● **Consigne 1**: Repérez chaque ligne des entrées où figure la chaîne « water » et recopiez-la. La casse compte.

Le Journal de Montreal - Weekend
Un amphibien amoureux et attachant
La forme de l’eau
C’est en voyant La créature du lagon
noir, lorsqu’il était petit, que Guillermo del Toro a su qu’un jour, il mettrait en scène un homme poisson, une créature fantastique à qui il ferait vivre une merveilleuse histoire d’amour. Il ne lui restait plus qu’à trouver l’étincelle…
« C’est en 2011 que j’ai entendu l’idée de base qui a débloqué le concept du film, a détaillé Guillermo del Toro lors d’une conférence de presse téléphonique. Daniel Kraus [NDLR l’auteur de
Trollhunters, écrit avec le cinéaste] m’a dit un jour qu’il avait pensé à l’histoire d’une femme de ménage qui rencontre un amphibien dans le laboratoire dans lequel elle travaille et elle le ramène chez elle. »
« En me demandant qui pourrait incarner la femme de ménage, j’ai immédiatement pensé à Sally Hawkins. Mon agent a appelé le sien en lui indiquant que j’écrivais l’histoire pour elle. Ç’a été la même chose pour Michael Shannon. Au fur et à mesure, en 2014, j’ai alors commencé à écrire spécifiquement pour Doug après l’avoir rencontré et lui avoir offert le rôle de la créature aquatique. »

● **Données fournies**:
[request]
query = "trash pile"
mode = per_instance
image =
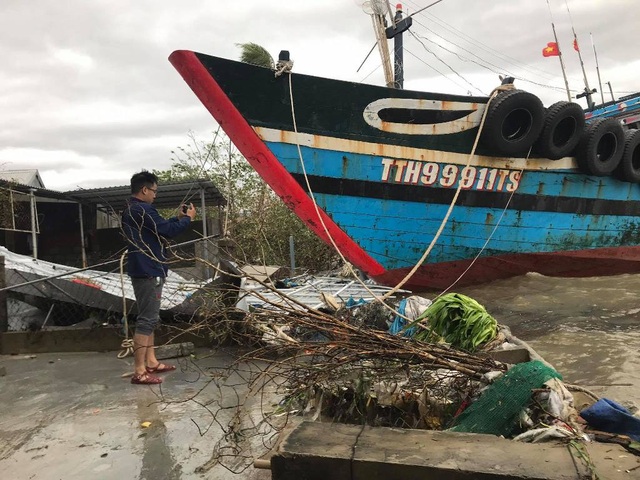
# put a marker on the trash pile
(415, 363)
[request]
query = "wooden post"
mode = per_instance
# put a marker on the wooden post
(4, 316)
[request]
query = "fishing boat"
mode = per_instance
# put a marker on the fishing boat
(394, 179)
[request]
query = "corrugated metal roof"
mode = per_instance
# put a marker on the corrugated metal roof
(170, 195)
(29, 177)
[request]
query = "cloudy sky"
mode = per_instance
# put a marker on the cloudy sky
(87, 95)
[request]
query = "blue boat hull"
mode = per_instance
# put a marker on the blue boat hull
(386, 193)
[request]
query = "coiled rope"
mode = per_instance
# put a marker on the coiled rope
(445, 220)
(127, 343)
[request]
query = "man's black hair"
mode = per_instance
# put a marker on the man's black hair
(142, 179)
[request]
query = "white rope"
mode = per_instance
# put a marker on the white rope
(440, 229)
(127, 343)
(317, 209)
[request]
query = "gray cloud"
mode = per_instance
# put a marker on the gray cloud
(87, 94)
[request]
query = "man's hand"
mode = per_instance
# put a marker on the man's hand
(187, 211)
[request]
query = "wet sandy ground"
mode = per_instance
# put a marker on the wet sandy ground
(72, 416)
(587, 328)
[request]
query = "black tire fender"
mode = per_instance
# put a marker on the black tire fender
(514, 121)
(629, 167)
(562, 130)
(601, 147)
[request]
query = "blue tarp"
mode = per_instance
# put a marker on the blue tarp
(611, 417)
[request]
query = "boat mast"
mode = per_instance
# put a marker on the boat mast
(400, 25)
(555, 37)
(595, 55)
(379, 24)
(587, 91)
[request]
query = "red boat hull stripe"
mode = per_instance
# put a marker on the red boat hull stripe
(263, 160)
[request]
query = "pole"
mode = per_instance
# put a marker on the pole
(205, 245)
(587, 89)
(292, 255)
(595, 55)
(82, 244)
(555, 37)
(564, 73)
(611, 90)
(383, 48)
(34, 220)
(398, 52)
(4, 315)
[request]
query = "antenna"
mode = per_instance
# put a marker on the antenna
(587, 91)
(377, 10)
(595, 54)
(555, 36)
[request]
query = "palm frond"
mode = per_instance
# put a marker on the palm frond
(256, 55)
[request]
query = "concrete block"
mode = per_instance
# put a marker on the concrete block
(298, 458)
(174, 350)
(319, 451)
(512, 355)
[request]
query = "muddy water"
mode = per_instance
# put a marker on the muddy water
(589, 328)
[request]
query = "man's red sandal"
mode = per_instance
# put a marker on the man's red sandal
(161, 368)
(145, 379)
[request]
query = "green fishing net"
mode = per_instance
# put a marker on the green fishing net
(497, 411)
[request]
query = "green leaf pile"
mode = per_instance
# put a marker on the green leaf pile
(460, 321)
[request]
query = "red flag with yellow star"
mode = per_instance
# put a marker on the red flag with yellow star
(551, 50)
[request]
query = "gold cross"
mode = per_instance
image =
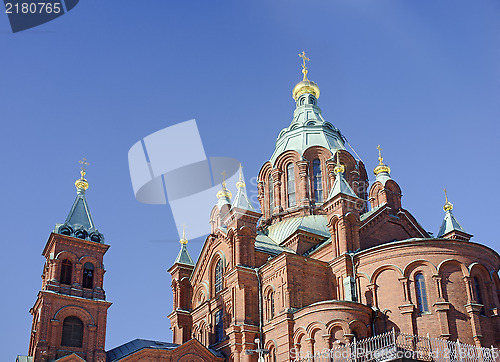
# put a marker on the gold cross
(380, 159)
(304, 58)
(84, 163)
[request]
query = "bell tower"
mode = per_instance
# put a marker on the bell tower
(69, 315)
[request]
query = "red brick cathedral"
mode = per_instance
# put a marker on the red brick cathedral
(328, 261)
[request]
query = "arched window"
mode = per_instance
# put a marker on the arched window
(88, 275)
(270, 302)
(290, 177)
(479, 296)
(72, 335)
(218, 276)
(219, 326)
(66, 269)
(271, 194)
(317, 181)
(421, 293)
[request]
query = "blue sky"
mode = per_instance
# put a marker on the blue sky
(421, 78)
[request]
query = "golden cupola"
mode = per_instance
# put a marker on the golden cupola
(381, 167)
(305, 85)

● **Consigne 2**: Quelles personnes sont nommées dans l'article ci-dessus ?

● **Solution 1**:
query = "muddy water"
# put a marker on the muddy water

● **Solution 2**: Guillermo del Toro, Daniel Kraus, Sally Hawkins, Michael Shannon, Doug